### Texto citado
((
Os parques patrimoniais apresentam-se como “iniciativas heterogéneas que colocam o património cultural no centro das políticas de ordenamento do território e de desenvolvimento económico, procurando a reinvenção de territórios e a participação das comunidades locais no processo de planeamento” (Alonso, 2014:217). A sua relevância deriva da sua potencial influência na configuração macroterritorial das regiões e nos processos de desenvolvimento dos territórios.
Trata-se de um parque vivo, dinâmico, habitado, onde a vida diária é parte do mesmo e o património é o recurso básico em torno do qual gira o parque, de modo que se diferencia, claramente, de outros tipos de parques, como os temáticos ou os ambientais. A sua singularidade baseia-se na imagem que transmite e nas paisagens culturais que o determinam (Bustamante e Ponce, 2004).
Neste sentido, “os parques patrimoniais são ambientes humanizados onde se desenvolve a vida normal dos seus habitantes” (Alonso, 2014:206). Porém, em simultâneo, tentam configurar-se como polos de atração para um tipo de turismo fundamentalmente cultural e ecológico de qualidade.
Estas iniciativas decorrem de um objetivo prioritário, como é a integração, num quadro de respeito pelo território e pelas suas condicionantes, a conivência dos recursos patrimoniais com a educação, a atividade turística e o desenvolvimento sustentável (Martins e Costa, 2010).

Este tipo de parque oferece aos potenciais turistas uma combinação de práticas culturais e naturais que, num contexto de desenvolvimento endógeno, reforçam a identidade da população local, nos domínios cultural, económico e territorial (Sabaté, 2005).
Em termos gerais, o conceito de parque patrimonial implica a noção de projeto e, como tal, compreende a construção de uma imagem que contribua para reforçar a identidade de um território e conceda elementos que apoiem no seu desenvolvimento económico.
Como afirmam Martins e Costa (2010:56), “este modelo apresenta-se como um conceito inovador de preservação cultural, ao incorporar-lhe uma componente propositiva, tomando os valores patrimoniais como activos a partir dos quais se podem vir a obter benefícios económicos”.
))
### Material recolhido
((
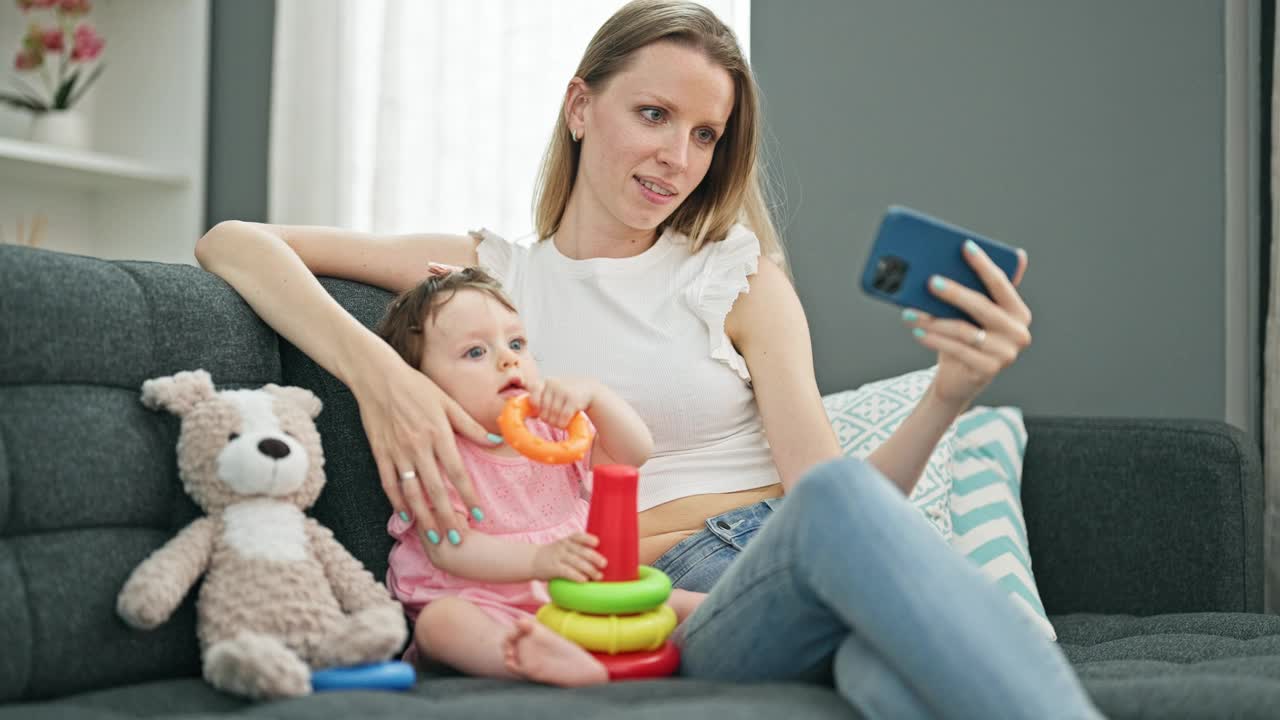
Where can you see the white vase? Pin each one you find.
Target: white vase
(67, 128)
))
### Tarefa a realizar
Transcreva integralmente o texto sobre os parques patrimoniais, sem introduzir qualquer alteração. O material recolhido não tem qualquer relação com o texto sobre os parques patrimoniais.

### Resposta ao exercício
Os parques patrimoniais apresentam-se como “iniciativas heterogéneas que colocam o património cultural no centro das políticas de ordenamento do território e de desenvolvimento económico, procurando a reinvenção de territórios e a participação das comunidades locais no processo de planeamento” (Alonso, 2014:217). A sua relevância deriva da sua potencial influência na configuração macroterritorial das regiões e nos processos de desenvolvimento dos territórios.
Trata-se de um parque vivo, dinâmico, habitado, onde a vida diária é parte do mesmo e o património é o recurso básico em torno do qual gira o parque, de modo que se diferencia, claramente, de outros tipos de parques, como os temáticos ou os ambientais. A sua singularidade baseia-se na imagem que transmite e nas paisagens culturais que o determinam (Bustamante e Ponce, 2004).
Neste sentido, “os parques patrimoniais são ambientes humanizados onde se desenvolve a vida normal dos seus habitantes” (Alonso, 2014:206). Porém, em simultâneo, tentam configurar-se como polos de atração para um tipo de turismo fundamentalmente cultural e ecológico de qualidade.
Estas iniciativas decorrem de um objetivo prioritário, como é a integração, num quadro de respeito pelo território e pelas suas condicionantes, a conivência dos recursos patrimoniais com a educação, a atividade turística e o desenvolvimento sustentável (Martins e Costa, 2010).

Este tipo de parque oferece aos potenciais turistas uma combinação de práticas culturais e naturais que, num contexto de desenvolvimento endógeno, reforçam a identidade da população local, nos domínios cultural, económico e territorial (Sabaté, 2005).
Em termos gerais, o conceito de parque patrimonial implica a noção de projeto e, como tal, compreende a construção de uma imagem que contribua para reforçar a identidade de um território e conceda elementos que apoiem no seu desenvolvimento económico.
Como afirmam Martins e Costa (2010:56), “este modelo apresenta-se como um conceito inovador de preservação cultural, ao incorporar-lhe uma componente propositiva, tomando os valores patrimoniais como activos a partir dos quais se podem vir a obter benefícios económicos”.